Skipping each picture, output the entries exactly as they stand below.

_DATA EXTRACT_
_____
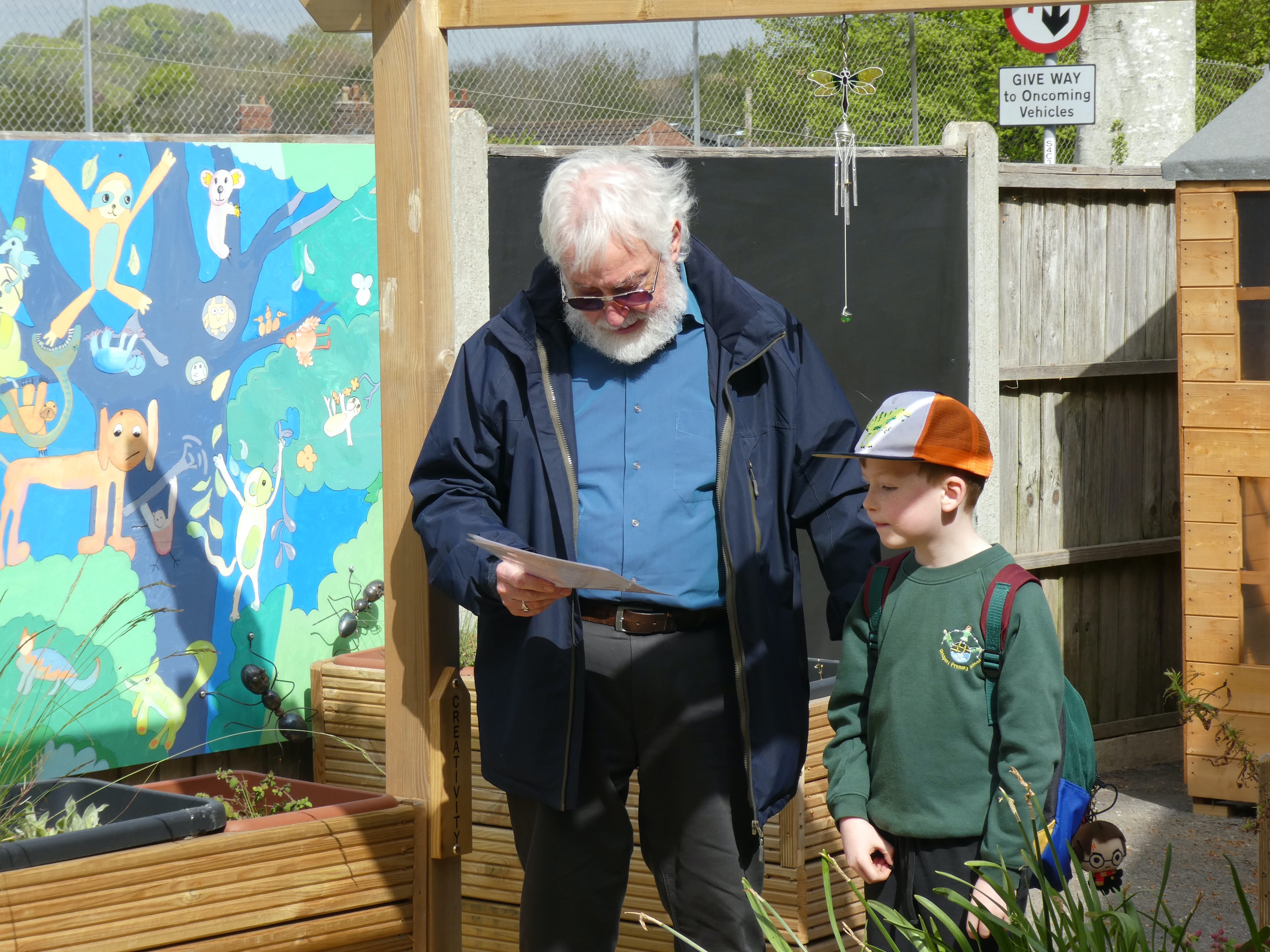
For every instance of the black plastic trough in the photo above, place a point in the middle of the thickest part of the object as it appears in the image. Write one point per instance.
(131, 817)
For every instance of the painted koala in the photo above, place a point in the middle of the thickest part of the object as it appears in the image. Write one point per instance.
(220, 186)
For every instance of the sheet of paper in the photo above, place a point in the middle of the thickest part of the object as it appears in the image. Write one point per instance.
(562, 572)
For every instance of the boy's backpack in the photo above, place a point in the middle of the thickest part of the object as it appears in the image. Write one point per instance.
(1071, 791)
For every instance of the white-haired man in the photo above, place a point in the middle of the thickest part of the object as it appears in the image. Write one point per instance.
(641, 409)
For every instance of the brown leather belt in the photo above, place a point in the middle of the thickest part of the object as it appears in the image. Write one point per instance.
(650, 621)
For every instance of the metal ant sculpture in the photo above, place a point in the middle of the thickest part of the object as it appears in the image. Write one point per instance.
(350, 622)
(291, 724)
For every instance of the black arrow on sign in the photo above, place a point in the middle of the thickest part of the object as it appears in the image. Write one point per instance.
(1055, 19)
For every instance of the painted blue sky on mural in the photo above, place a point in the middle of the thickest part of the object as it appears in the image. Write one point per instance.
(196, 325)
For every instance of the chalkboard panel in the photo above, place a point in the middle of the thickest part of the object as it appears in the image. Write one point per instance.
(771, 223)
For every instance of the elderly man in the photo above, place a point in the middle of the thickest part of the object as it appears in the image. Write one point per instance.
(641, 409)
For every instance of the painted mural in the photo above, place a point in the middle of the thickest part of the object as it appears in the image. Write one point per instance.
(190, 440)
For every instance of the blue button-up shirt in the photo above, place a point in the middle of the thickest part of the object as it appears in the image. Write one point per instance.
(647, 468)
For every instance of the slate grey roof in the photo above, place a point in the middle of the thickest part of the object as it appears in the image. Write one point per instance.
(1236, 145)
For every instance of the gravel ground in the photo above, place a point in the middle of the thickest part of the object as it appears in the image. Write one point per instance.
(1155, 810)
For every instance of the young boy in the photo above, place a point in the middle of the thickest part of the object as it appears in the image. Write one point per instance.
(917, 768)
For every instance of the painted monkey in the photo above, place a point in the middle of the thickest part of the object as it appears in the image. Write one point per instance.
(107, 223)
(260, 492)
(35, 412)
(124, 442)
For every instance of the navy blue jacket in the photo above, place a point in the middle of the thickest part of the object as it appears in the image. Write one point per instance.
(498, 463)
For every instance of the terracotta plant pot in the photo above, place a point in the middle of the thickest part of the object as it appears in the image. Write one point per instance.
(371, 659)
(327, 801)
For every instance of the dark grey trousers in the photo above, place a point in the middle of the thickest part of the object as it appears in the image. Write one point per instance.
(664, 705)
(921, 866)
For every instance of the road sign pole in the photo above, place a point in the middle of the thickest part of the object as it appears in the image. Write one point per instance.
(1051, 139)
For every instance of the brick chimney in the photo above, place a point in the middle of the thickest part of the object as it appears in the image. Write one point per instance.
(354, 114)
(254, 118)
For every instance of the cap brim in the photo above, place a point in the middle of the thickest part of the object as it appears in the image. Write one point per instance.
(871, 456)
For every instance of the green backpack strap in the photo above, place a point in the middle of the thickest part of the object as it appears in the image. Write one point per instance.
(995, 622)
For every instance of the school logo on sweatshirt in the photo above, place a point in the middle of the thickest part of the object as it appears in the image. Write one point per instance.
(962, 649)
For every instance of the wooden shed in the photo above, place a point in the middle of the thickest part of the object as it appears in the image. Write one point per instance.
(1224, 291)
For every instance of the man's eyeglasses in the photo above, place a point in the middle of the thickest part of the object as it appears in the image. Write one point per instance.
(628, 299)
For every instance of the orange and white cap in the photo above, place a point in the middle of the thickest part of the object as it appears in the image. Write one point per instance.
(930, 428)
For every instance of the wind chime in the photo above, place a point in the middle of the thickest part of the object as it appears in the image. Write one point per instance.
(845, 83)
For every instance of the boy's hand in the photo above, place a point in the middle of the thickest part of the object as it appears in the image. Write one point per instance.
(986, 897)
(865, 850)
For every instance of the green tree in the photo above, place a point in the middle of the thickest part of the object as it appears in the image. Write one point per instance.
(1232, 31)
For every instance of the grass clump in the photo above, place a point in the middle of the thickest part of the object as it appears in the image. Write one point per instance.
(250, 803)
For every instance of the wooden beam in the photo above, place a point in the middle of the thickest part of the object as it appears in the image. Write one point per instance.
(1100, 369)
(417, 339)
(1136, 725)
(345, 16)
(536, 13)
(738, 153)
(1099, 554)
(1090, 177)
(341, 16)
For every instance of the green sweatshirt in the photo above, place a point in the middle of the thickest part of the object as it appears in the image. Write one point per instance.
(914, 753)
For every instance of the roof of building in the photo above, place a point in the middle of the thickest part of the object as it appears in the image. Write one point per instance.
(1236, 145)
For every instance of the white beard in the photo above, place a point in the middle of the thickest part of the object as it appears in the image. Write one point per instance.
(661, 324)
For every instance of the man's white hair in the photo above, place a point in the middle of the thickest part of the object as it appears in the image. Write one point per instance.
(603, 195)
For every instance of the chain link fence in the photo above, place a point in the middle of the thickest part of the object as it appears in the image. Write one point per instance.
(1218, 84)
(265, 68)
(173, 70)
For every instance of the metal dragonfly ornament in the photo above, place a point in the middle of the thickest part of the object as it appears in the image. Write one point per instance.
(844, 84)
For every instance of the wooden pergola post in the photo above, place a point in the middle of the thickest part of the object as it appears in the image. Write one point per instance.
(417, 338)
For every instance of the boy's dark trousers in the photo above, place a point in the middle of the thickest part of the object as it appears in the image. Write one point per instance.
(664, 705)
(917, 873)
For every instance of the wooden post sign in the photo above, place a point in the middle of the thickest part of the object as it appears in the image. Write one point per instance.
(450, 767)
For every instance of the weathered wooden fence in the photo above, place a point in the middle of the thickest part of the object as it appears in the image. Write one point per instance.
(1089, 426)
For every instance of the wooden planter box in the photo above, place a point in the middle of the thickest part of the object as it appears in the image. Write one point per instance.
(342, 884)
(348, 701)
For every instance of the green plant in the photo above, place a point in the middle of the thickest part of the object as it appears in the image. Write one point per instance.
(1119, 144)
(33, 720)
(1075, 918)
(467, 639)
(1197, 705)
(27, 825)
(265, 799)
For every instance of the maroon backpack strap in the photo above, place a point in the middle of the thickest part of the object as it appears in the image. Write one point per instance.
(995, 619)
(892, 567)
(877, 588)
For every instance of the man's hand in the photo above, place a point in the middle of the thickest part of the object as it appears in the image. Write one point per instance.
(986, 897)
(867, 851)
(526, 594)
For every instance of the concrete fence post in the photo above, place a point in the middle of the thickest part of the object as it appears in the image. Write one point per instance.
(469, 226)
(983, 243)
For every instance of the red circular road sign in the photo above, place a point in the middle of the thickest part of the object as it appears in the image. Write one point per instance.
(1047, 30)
_____
_WRITTEN REPLY_
For every instance of the black plastic trough in the photo above, place a point in the middle of the thickest part of the object as it appears in the image. Write one point per instance.
(131, 817)
For every instance of the painted koala in the photo above, place a point in the middle of the thickest part of the object as it appears in the image. Write one point per instance.
(220, 186)
For every instance of the sheet of paper in the photo above, place a point in the middle of the thickest part of the object as it appears in the image. Write one point per instance.
(562, 572)
For every instance of the boy's backpack in the photo above, place a point in the middle of the thickest part of the object as it appears in the image. Write one point per instance.
(1071, 791)
For every instance of the white-haired man in the photo above, place a point in the middle of the thickest part of the object as it appears in the image. Write one point per instance.
(641, 409)
For every instance of the brown leather belt in the photo above, place a point in the middle of the thickest part of the object as it appears in the image. Write one point per instance.
(650, 621)
For every instance of the metal ant sculpture in the photo above, place a point in the middle of the thickest part of the object as it appears in the image. Write one point per instance.
(350, 622)
(291, 724)
For every instance of the black arrow on sign in the photo above, place a point in the middle of the thickest part of the object as it appears in the image. Write one point per instance.
(1055, 19)
For every instance of the painted blue sky on mural in the photo above, place a point in the middle of the thickest part of the object as it appears in the image. Write one point per instance.
(196, 325)
For every instance of the chalkboard panel in the photo above, place a point in the middle of the thickest part of the object as it appears in the image. Write one point per instance.
(771, 223)
For every instance of the elderly man in the photo above, place a point in the middle of the thickest part of the object as it appears in the image. Write one point per instance.
(641, 409)
For every instance of the painted mural in the photo above, place a point in the middle of the thickest part of the object as it appears in the image. Write one point per instance.
(190, 440)
For every instance of the blue button-up shirt in the photo above, place a point in the middle of the thickest part of the object as it appears in the image. Write one point per instance.
(647, 468)
For every instance of the slate grey roof in the photo above, place a point in the middle of the thickest part of the object as it appears in the image. Write one point per instance.
(1236, 145)
For every instance of the gravel ground in the photo above, place a point in the middle of the thickest part of the object as it appears in the image. Write one point per instance.
(1155, 810)
For every instance of the young boy in the photo above, place a point in the middle of the thickest part of the object as it appears in the image. Write one point per instance.
(917, 768)
For every instance of the painted monkey in the photo above, place a point in the middle of the thickest part of the object as it appears in the image. Write one point per instance.
(107, 223)
(260, 492)
(35, 412)
(124, 442)
For every instance of the navy blue jacket in the photo above, place a point in the middle of the thickest part of the object as it appears in the image. Write one point per instance.
(498, 463)
For every instance of the terracotta plant pot in the photo above, place a point in the middle of the thickest part of the object as it appears in the image. Write one point per instance.
(371, 659)
(327, 801)
For every instance of the dark grey trousers in the photo above, place a point in the middle of the thickest part of the object as it appears in the image. Write one point per instance.
(664, 705)
(921, 866)
For every instance of the road sign pole in the photo above, place a point in the middle of the thickest part of the object as it appears in the image. Write one point per instance.
(1051, 139)
For every instance of the brick chimney in the photo above, place a point in the middle of the thickest part of the object as it appears in the image. Write one point per instance.
(354, 114)
(254, 118)
For every instance of the cap brim in the photo above, place a point in the middle of the thickest part of the object as it appears in the image. Write one point per instance.
(871, 456)
For every instance of the green backpack strap in the photo above, place a point in the middle of the thickest part of the object as it appears in the image. Write one point per instance.
(995, 622)
For every instance of the school logo on sweatshirt in the photo above, place a point in the middle of the thickest part of the object as it appears in the image. Write one point per instance.
(962, 649)
For every instance of the wooden shed in the photo above, place a point in the middle of the thickest part of the object as it appears in the image. Write one point per instance.
(1224, 291)
For every instance of the man's eyeglasses in the photo above, place a point in the middle of the thickest part of the object as it appears in the image. Write one point per instance.
(628, 299)
For every instance of the orange and white cap in the photo above, place a point in the middle of the thickest part of the object as it appears in the image. Write one point per instance.
(930, 428)
For every instance of the wind chime in the photo above, place a point in the middle of the thickest part of the object as it appears in the image. Write one point per instance.
(845, 83)
For every instance of the boy's hand in the photo above, place a point in the middle of the thickest part of the object as it appears in the image. Write one point per instance.
(986, 897)
(865, 850)
For every instance of the green tree in the photo above, place a point in the middle of the thickest part of the object as it appears in the image. Write one point per instance.
(1232, 31)
For every instance of the grass clump in the photo above, place a point in the middle of the thickest part of the object as it appears in the image. Write one point per instance.
(250, 803)
For every instance of the wooden beam in the photo above, place a point in the middle of the thickest part of the object as it appears in the image. Write one point per instance.
(1100, 369)
(417, 339)
(1136, 725)
(345, 16)
(536, 13)
(738, 153)
(1099, 554)
(1090, 177)
(341, 16)
For every instance of the green sweatshirt in the photo above, place a point in the middle of the thickest part of the object as it appears in the image. Write one point per instance.
(914, 753)
For every instance of the roof of building in the photo above, place a point in the middle of the thickest part of the object as it appears in the image. Write one point per instance.
(1236, 145)
For every instance of the white beard in the photo above, place a point in the middle of the thickest part of the object as it appears in the image. Write one point per instance.
(661, 324)
For every instance of the man's white hair in the photo above, place a point in the middle of the thickest part of the object as it appears in the image. Write one point per instance.
(603, 195)
For every instance of the chain link fence in the photo above, place a point in the middle of the thickest part of the object as it appears in the image. Write one point per instance.
(1218, 84)
(265, 68)
(173, 70)
For every instance of the metal dragonfly ornament in the photo above, place a point in the middle of the thickest part of the object as it appears in the image. Write one point per instance.
(844, 84)
For every instance of the wooden pergola post in the photo above, place a point in the middle of the thickest part of the object as it appears in the image. Write one point per instance.
(417, 338)
For every instance of the boy's dark trousers in the photo above, place a point in the middle of the thickest part of the object as it appears in the image. Write one point per instance.
(664, 705)
(917, 873)
For every instance of the wooden post sign in the photo above, place a point in the middle of the thickest part of the object as it appears in the image. Write one point per instance.
(450, 767)
For every instance of the weathered wooden fence in the photo above, place a point in the middle of the thickest part of the object as it appears in the image. Write one point per instance.
(1089, 426)
For every instance of the wooden planter box in the photo above, place a point in the middle of the thickest part of the object as it appears in the image. Write one point per instance.
(342, 884)
(348, 701)
For every instance of the green plant in the photo above, place a point in the middle of the thickest part of the object as it appears in the image. Write one point per instance.
(1119, 144)
(33, 720)
(1075, 918)
(467, 639)
(1197, 705)
(27, 825)
(265, 799)
For every instance of the maroon backpack strap in the photo above, place a point in the middle of the thickest part of the object as it appears in the image. Write one point per instance.
(995, 619)
(892, 567)
(877, 588)
For every instance of the man's hand in the photo above, place a point in the middle of the thickest part of the object as it appears in the image. Write one point per instance.
(986, 897)
(867, 851)
(526, 594)
For every instance of the concrete fence post in the photo above, place a point in the middle of the thickest part of the object as it appears in the image. Write one point per instance.
(469, 226)
(983, 243)
For every instance of the red circular road sign in the photo above, place a point in the middle of the thickest part of the object as it appears in the image. Write one point per instance.
(1047, 30)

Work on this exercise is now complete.